Textauszug>
+ + + + + + +

Martha Argerich ist Pianistin mit Haut und Haaren. Die Argentinierin, die 1965 in Warschau den «Chopin Concours» gewann und so eine beeindruckende Weltkarriere startete, unterhält sich nachts in einer Hotellobby mit Regisseur Georges Gachot. Die hochbegabte und international geachtete Künstlerin gilt als impulsiv, schwierig im Umgang und exzentrisch – dem in Zürich lebenden Filmmacher jedoch hat sie vertraut und eine filmische Begegnung zugelassen.
Durch die einstündige Dokumentation führt das Interview beziehungsweise der durch wenige Fragen unterbrochene Monolog. Argerich erzählt aus ihrer Kindheit, spricht über ihren Lehrer, den Wiener Friedrich Gulda, dem sie mit 13 Jahren nach Europa folgte. Er habe den grössten Einfluss auf ihre Person ausgeübt, stellt die Künstlerin rückblickend fest; ihre Faszination für den Österreicher ist nach wie vor ungebrochen. Ihm habe sie auch die Entdeckung des musikalischen Humors zu verdanken: Gulda habe nämlich dieses in der klassischen Musik allzu oft vernachlässigte Element, das in zahlreichen Kompositionen unentdeckt schlummert, zu wecken gewusst.

+ + + + + + +

Aufgabe> Schreiben Sie aus dem Text über Martha Argerich den Abschnitt von „Martha Argerich ist“ bis einschließlich „filmische Begegnung zugelassen.“ wortgetreu ab.

Datensatz>
+ + + + + + +

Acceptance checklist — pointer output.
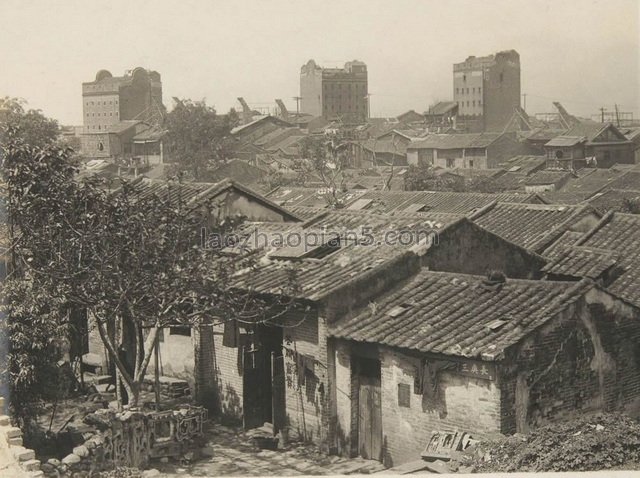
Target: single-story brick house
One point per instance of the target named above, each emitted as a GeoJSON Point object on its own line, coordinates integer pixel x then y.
{"type": "Point", "coordinates": [444, 351]}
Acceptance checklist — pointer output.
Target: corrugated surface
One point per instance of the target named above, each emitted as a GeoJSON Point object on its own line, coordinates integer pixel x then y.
{"type": "Point", "coordinates": [449, 313]}
{"type": "Point", "coordinates": [455, 141]}
{"type": "Point", "coordinates": [621, 234]}
{"type": "Point", "coordinates": [581, 262]}
{"type": "Point", "coordinates": [529, 225]}
{"type": "Point", "coordinates": [438, 201]}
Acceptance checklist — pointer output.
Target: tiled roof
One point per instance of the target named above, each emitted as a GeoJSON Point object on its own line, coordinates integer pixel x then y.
{"type": "Point", "coordinates": [452, 314]}
{"type": "Point", "coordinates": [547, 176]}
{"type": "Point", "coordinates": [581, 262]}
{"type": "Point", "coordinates": [592, 180]}
{"type": "Point", "coordinates": [193, 193]}
{"type": "Point", "coordinates": [385, 146]}
{"type": "Point", "coordinates": [524, 164]}
{"type": "Point", "coordinates": [620, 233]}
{"type": "Point", "coordinates": [122, 126]}
{"type": "Point", "coordinates": [563, 197]}
{"type": "Point", "coordinates": [613, 200]}
{"type": "Point", "coordinates": [509, 182]}
{"type": "Point", "coordinates": [540, 134]}
{"type": "Point", "coordinates": [566, 240]}
{"type": "Point", "coordinates": [566, 141]}
{"type": "Point", "coordinates": [629, 180]}
{"type": "Point", "coordinates": [530, 226]}
{"type": "Point", "coordinates": [239, 171]}
{"type": "Point", "coordinates": [437, 201]}
{"type": "Point", "coordinates": [441, 108]}
{"type": "Point", "coordinates": [592, 130]}
{"type": "Point", "coordinates": [455, 141]}
{"type": "Point", "coordinates": [317, 278]}
{"type": "Point", "coordinates": [309, 197]}
{"type": "Point", "coordinates": [471, 173]}
{"type": "Point", "coordinates": [350, 220]}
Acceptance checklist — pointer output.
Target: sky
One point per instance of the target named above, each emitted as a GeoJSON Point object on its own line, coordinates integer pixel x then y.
{"type": "Point", "coordinates": [583, 53]}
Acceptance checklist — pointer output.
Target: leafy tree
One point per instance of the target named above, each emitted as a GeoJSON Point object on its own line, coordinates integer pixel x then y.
{"type": "Point", "coordinates": [424, 178]}
{"type": "Point", "coordinates": [197, 137]}
{"type": "Point", "coordinates": [133, 260]}
{"type": "Point", "coordinates": [30, 125]}
{"type": "Point", "coordinates": [325, 157]}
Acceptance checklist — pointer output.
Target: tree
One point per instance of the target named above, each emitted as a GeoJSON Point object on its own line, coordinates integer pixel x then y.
{"type": "Point", "coordinates": [133, 260]}
{"type": "Point", "coordinates": [30, 125]}
{"type": "Point", "coordinates": [424, 178]}
{"type": "Point", "coordinates": [325, 157]}
{"type": "Point", "coordinates": [197, 137]}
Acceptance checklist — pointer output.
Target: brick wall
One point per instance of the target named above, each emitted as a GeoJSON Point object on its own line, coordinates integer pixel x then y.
{"type": "Point", "coordinates": [177, 357]}
{"type": "Point", "coordinates": [342, 397]}
{"type": "Point", "coordinates": [586, 359]}
{"type": "Point", "coordinates": [219, 381]}
{"type": "Point", "coordinates": [469, 404]}
{"type": "Point", "coordinates": [469, 249]}
{"type": "Point", "coordinates": [307, 404]}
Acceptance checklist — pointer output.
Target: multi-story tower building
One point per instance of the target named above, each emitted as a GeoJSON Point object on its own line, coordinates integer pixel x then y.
{"type": "Point", "coordinates": [110, 99]}
{"type": "Point", "coordinates": [487, 90]}
{"type": "Point", "coordinates": [335, 92]}
{"type": "Point", "coordinates": [113, 109]}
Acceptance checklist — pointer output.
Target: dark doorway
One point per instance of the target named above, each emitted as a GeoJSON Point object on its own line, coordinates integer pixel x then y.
{"type": "Point", "coordinates": [369, 408]}
{"type": "Point", "coordinates": [263, 378]}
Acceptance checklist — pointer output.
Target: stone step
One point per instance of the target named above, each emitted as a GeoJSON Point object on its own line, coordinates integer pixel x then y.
{"type": "Point", "coordinates": [16, 441]}
{"type": "Point", "coordinates": [12, 432]}
{"type": "Point", "coordinates": [31, 465]}
{"type": "Point", "coordinates": [23, 454]}
{"type": "Point", "coordinates": [97, 379]}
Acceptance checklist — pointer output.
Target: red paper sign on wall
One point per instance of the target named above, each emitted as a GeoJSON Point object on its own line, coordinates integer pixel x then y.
{"type": "Point", "coordinates": [476, 369]}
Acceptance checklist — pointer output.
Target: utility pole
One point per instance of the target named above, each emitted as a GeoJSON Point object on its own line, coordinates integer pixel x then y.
{"type": "Point", "coordinates": [297, 98]}
{"type": "Point", "coordinates": [368, 98]}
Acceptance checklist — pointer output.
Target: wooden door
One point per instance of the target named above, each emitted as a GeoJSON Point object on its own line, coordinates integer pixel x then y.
{"type": "Point", "coordinates": [370, 414]}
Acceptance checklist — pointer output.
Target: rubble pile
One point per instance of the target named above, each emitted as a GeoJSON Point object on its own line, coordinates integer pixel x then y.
{"type": "Point", "coordinates": [595, 442]}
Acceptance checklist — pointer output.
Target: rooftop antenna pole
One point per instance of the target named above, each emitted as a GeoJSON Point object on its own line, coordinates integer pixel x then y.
{"type": "Point", "coordinates": [297, 98]}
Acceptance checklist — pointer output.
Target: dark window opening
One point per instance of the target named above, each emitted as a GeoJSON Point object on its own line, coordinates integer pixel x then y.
{"type": "Point", "coordinates": [404, 395]}
{"type": "Point", "coordinates": [183, 330]}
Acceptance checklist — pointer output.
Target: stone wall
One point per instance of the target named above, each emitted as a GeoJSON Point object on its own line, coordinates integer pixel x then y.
{"type": "Point", "coordinates": [466, 403]}
{"type": "Point", "coordinates": [306, 404]}
{"type": "Point", "coordinates": [16, 460]}
{"type": "Point", "coordinates": [585, 360]}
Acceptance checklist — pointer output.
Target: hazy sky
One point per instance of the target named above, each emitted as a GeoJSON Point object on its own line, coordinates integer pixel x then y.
{"type": "Point", "coordinates": [584, 53]}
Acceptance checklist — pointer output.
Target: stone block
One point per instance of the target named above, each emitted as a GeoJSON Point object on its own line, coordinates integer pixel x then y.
{"type": "Point", "coordinates": [47, 468]}
{"type": "Point", "coordinates": [17, 441]}
{"type": "Point", "coordinates": [207, 451]}
{"type": "Point", "coordinates": [12, 432]}
{"type": "Point", "coordinates": [81, 451]}
{"type": "Point", "coordinates": [23, 454]}
{"type": "Point", "coordinates": [71, 459]}
{"type": "Point", "coordinates": [31, 465]}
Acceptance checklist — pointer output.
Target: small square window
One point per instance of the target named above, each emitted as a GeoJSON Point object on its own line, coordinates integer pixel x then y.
{"type": "Point", "coordinates": [404, 395]}
{"type": "Point", "coordinates": [184, 330]}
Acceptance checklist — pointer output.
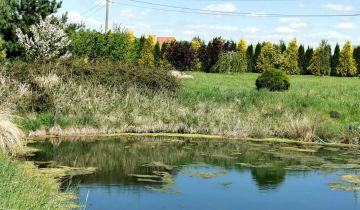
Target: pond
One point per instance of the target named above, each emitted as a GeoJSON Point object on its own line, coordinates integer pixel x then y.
{"type": "Point", "coordinates": [168, 173]}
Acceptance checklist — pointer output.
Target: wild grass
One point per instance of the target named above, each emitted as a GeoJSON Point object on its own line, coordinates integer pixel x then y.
{"type": "Point", "coordinates": [11, 137]}
{"type": "Point", "coordinates": [22, 188]}
{"type": "Point", "coordinates": [222, 104]}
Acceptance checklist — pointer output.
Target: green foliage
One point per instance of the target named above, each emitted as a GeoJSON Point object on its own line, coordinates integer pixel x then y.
{"type": "Point", "coordinates": [157, 54]}
{"type": "Point", "coordinates": [273, 80]}
{"type": "Point", "coordinates": [146, 54]}
{"type": "Point", "coordinates": [250, 58]}
{"type": "Point", "coordinates": [347, 64]}
{"type": "Point", "coordinates": [112, 45]}
{"type": "Point", "coordinates": [213, 52]}
{"type": "Point", "coordinates": [23, 188]}
{"type": "Point", "coordinates": [290, 62]}
{"type": "Point", "coordinates": [22, 14]}
{"type": "Point", "coordinates": [256, 56]}
{"type": "Point", "coordinates": [308, 56]}
{"type": "Point", "coordinates": [181, 55]}
{"type": "Point", "coordinates": [335, 60]}
{"type": "Point", "coordinates": [108, 73]}
{"type": "Point", "coordinates": [320, 63]}
{"type": "Point", "coordinates": [301, 59]}
{"type": "Point", "coordinates": [231, 62]}
{"type": "Point", "coordinates": [2, 51]}
{"type": "Point", "coordinates": [269, 58]}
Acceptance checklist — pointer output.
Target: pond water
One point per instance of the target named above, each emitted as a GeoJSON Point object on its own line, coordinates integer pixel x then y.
{"type": "Point", "coordinates": [163, 173]}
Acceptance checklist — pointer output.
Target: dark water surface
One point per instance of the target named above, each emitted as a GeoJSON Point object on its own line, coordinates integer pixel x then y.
{"type": "Point", "coordinates": [138, 173]}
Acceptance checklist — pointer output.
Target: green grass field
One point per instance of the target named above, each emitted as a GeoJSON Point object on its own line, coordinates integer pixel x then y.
{"type": "Point", "coordinates": [221, 104]}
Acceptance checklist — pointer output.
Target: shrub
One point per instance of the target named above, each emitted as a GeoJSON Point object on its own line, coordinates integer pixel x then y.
{"type": "Point", "coordinates": [181, 55]}
{"type": "Point", "coordinates": [108, 73]}
{"type": "Point", "coordinates": [274, 80]}
{"type": "Point", "coordinates": [231, 62]}
{"type": "Point", "coordinates": [10, 136]}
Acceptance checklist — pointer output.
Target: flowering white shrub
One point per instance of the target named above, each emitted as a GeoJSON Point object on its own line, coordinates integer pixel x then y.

+ + + + + + +

Lösung>
Martha Argerich ist Pianistin mit Haut und Haaren. Die Argentinierin, die 1965 in Warschau den «Chopin Concours» gewann und so eine beeindruckende Weltkarriere startete, unterhält sich nachts in einer Hotellobby mit Regisseur Georges Gachot. Die hochbegabte und international geachtete Künstlerin gilt als impulsiv, schwierig im Umgang und exzentrisch – dem in Zürich lebenden Filmmacher jedoch hat sie vertraut und eine filmische Begegnung zugelassen.